**CONSIGNES D'EXERCICE:**
1. D'après le texte sur la pandémie, quel est le montant de la subvention annuelle américaine à l'OMS ?
2. Les affirmations suivantes concordent-elles avec le texte sur la pandémie ? Répondez par oui ou par non et citez les mots décisifs du texte.
(a) Ken Stone anime un collectif pacifiste à Hamilton.
(b) Le Dr Tedros Adhanom Ghebreyesus possède un doctorat en médecine.
(c) Selon CODEPINK, les contribuables américains versent 80 millions de dollars par jour au Pentagone.
3. Poursuivez, s'il vous plaît, le texte sur la pandémie après sa dernière phrase.

----- TEXTE SOURCE

La pandémie nous force tous à nous regarder dans le miroir : est-il normal de dépenser si peu pour celles et ceux qui s’occupent de nos personnes âgées (ou de nos garderies aussi appelées à rouvrir leurs portes à partir du même jour) ? Il est temps que le gouvernement aplanisse cette autre courbe de distanciation entre salaires élevés des banquiers et courageux travailleurs de l’ombre dans nos hôpitaux.

Un mot canadien et international

À Hamilton, ville de tradition syndicale ouvrière, le militant Ken Stone anime un collectif pacifiste appelé Hamilton Coalition to Stop the War dont on a traduit une lettre à Trudeau publiée sur ce site : notre introduction mentionnait l’Organisation Mondiale de la Santé [2], dont l’appel à tester a motivé d’abord les instances médicales québécoises, alors que les morts des autres provinces non auparavant testés ne sont donc pas déclarés victimes du Coronavirus dans leurs statistiques favorisées en apparence. L’ORGANISATION MONDIALE DE LA SANTÉ se voit sauvagement attaquée par Donald Trump qui a trouvé un maillon faible qu’il puisse blâmer pour sa propre gestion catastrophique de la COVID-19 qui fait subir aux États-Unis un nombre record mondial de morts, en proportion deux fois plus élevée chez les Noirs que le pourcentage de la population qu’ils représentent. Trump accuse avec racisme le Noir qui dirige l’OMS, Dr Tedros Adhanom Ghebreyesus (qui possède un doctorat en santé communautaire) d’être contrôlé par les Chinois, sous prétexte qu’ils ont aidé à rebâtir l’Éthiopie dont il était ministre, et en profite pour accuser aussi les Chinois d’avoir caché des informations permettant de mieux contrôler le Coronavirus, double racisme utile aux ambitions électoralistes du suprématiste blanc. Les Américains annoncent – comme les démocrates s’indignent, donc je reprends la phrase – le président Trump annonce qu’il suspend la subvention annuelle américaine évaluée à $115 millions par an (et non 400 millions énoncés par certains médias) par l’OMS qui signale en outre un important arriéré à cet effet pour 2019. L’organisme pacifiste féministe CODEPINK en a profité pour calculer que les payeurs de taxes américains versent $80 millions à chaque heure au Pentagone !

----------
----- MATÉRIEL FOURNI

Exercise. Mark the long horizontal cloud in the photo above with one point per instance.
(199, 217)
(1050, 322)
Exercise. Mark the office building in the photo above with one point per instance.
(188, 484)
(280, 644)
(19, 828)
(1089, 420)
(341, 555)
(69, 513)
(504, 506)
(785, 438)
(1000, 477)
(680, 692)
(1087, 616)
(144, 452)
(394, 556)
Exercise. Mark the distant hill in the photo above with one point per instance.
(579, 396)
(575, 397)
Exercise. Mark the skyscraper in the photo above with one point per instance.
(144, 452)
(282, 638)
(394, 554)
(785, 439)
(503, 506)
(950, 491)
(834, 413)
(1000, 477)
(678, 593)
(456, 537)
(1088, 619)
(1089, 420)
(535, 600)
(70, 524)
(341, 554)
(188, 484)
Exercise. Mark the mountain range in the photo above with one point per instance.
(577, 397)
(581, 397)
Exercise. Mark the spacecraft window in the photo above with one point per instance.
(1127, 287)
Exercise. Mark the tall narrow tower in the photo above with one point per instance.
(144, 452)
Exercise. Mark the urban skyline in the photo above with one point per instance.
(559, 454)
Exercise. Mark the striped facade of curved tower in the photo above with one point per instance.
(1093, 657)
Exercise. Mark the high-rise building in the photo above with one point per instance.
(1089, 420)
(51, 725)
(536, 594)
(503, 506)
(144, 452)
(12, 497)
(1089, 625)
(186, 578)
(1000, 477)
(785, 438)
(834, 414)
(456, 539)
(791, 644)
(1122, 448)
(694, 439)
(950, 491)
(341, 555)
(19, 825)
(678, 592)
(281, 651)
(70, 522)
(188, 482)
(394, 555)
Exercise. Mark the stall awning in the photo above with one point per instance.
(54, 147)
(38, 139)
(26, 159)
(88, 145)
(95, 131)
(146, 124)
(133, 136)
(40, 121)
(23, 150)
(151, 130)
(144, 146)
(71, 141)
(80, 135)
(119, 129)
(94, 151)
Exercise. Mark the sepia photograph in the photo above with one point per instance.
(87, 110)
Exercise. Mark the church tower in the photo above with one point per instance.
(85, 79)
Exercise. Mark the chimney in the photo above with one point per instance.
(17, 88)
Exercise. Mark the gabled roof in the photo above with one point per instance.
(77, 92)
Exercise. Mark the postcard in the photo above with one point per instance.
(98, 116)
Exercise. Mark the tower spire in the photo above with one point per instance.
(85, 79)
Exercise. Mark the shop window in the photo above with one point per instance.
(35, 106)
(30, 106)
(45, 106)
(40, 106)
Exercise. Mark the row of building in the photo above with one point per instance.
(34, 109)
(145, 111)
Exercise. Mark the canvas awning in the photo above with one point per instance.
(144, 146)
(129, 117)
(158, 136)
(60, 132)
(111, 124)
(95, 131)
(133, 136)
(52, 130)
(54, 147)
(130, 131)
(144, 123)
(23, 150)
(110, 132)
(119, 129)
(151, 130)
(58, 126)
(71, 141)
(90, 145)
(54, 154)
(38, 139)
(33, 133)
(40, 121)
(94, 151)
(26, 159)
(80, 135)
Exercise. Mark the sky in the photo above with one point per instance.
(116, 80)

----------
----- MATÉRIEL FOURNI

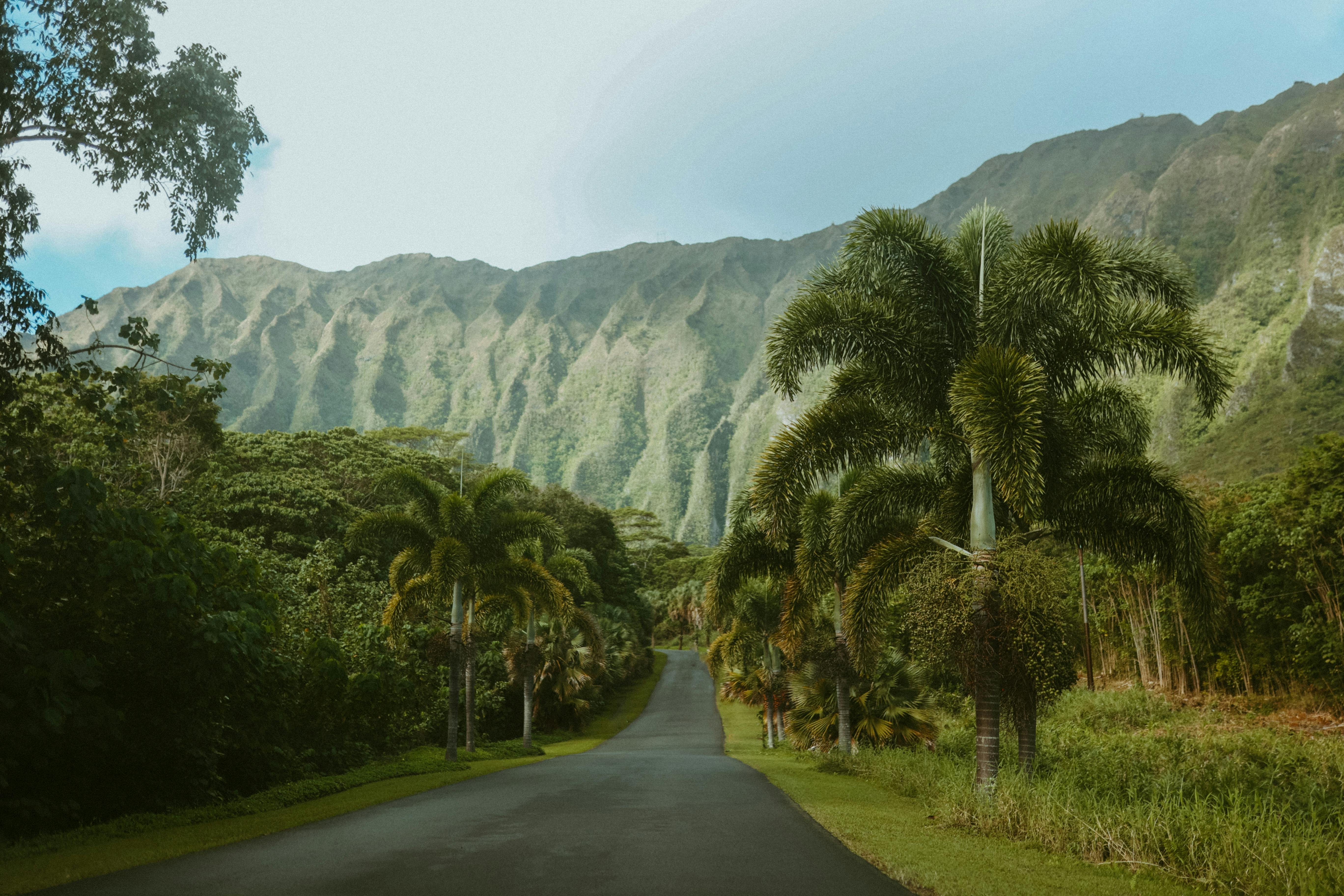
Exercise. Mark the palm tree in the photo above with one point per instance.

----------
----- MATÉRIEL FOURNI

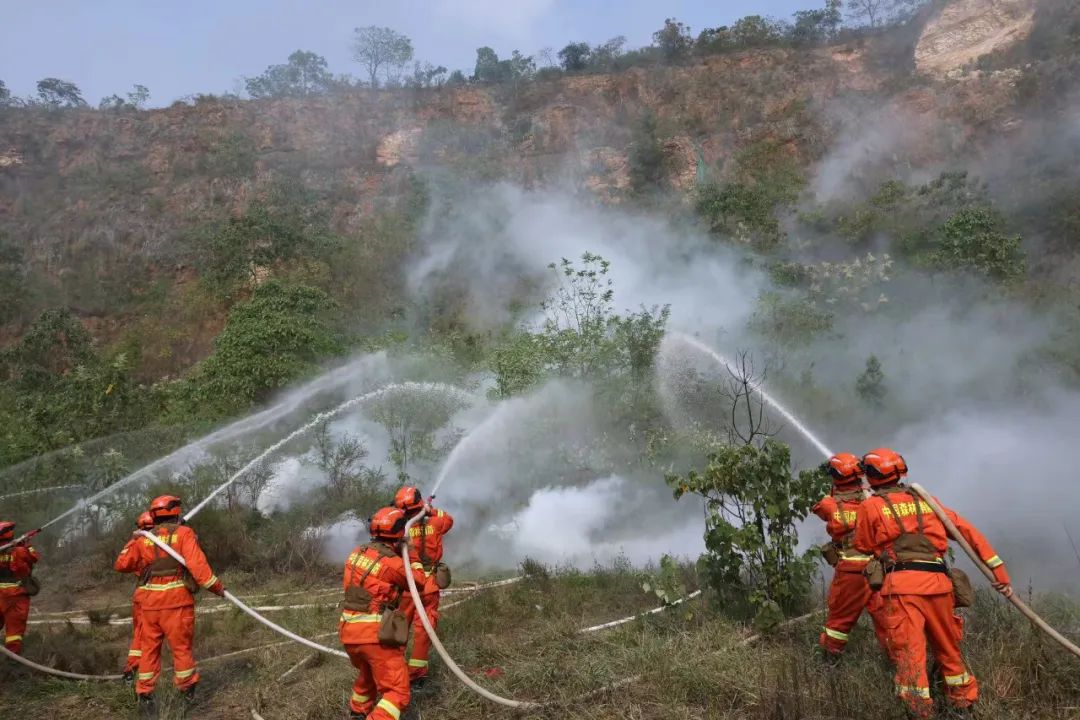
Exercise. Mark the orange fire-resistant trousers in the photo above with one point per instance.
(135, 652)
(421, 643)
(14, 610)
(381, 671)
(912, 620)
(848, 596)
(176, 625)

----------

**RÉPONSES ATTENDUES:**
1. 115 millions de dollars par an.

2.
(a) Oui : « le militant Ken Stone anime un collectif pacifiste appelé Hamilton Coalition to Stop the War ».
(b) Non : « qui possède un doctorat en santé communautaire ».
(c) Non : « les payeurs de taxes américains versent $80 millions à chaque heure au Pentagone ».

3.
Saluons au Canada une première réaction contre le discours de Trump – et ce n’est pas trop tôt – de la part de la Vice-Première ministre Chrystia Freeland, appuyée par la Ministre de la Santé Patty Hajdu et la Dr. Theresa Tam, qui joue au Canada le rôle du Dr Horacio Arruda au Québec : le trio féminin a défendu la coopération du Canada avec les institutions multilatérales telles que l’ONU et l’OMS. La directrice de la Sécurité internationale au Ministère des Affaires globales s’en réjouira certainement, en espérant que son patron Philippe-François Champagne quitte son rôle de matamore anti-syrien et anti-iranien pour adopter la même posture coopérative.

C’est l’essence des recommandations des Artistes pour la Paix au Canada depuis notre création en 1983. Et bien sûr nous avons déploré depuis février 2014, pendant deux ans et demi sans aucune relance médiatique, que le Canada vende des blindés à l’Arabie saoudite en guerre avec le Yémen et où le Prince Mohammed Bin Salman vient de procéder à sa 800e exécution depuis son arrivée au pouvoir en janvier 2015. Nous dénonçons depuis 2016 (nos lecteurs connaissent notre refrain censuré par les médias autres que l’Aut’Journal), que Trudeau accorde pour satisfaire l’OTAN $70 milliards à la construction de navires de guerre Irving/Lockheed Martin !


[1] Ne pas confondre avec l’ex-maire conservateur de Trois-Rivières. Voir cet article.

[2] Voir article du 17 mars et celui du 30 mars.